### Records to use
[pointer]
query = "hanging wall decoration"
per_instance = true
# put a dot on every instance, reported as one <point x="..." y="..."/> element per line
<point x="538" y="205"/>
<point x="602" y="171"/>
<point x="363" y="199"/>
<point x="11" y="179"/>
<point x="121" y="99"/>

### What you need to do
Rewrite all the rows above as a JSON list of strings, with one string for each line and no entries for blank lines.

### Exercise result
[
  "[pointer]",
  "query = \"hanging wall decoration\"",
  "per_instance = true",
  "# put a dot on every instance, reported as one <point x=\"...\" y=\"...\"/> element per line",
  "<point x=\"538\" y=\"205\"/>",
  "<point x=\"602\" y=\"171\"/>",
  "<point x=\"363\" y=\"199\"/>",
  "<point x=\"11\" y=\"179\"/>",
  "<point x=\"121\" y=\"99\"/>"
]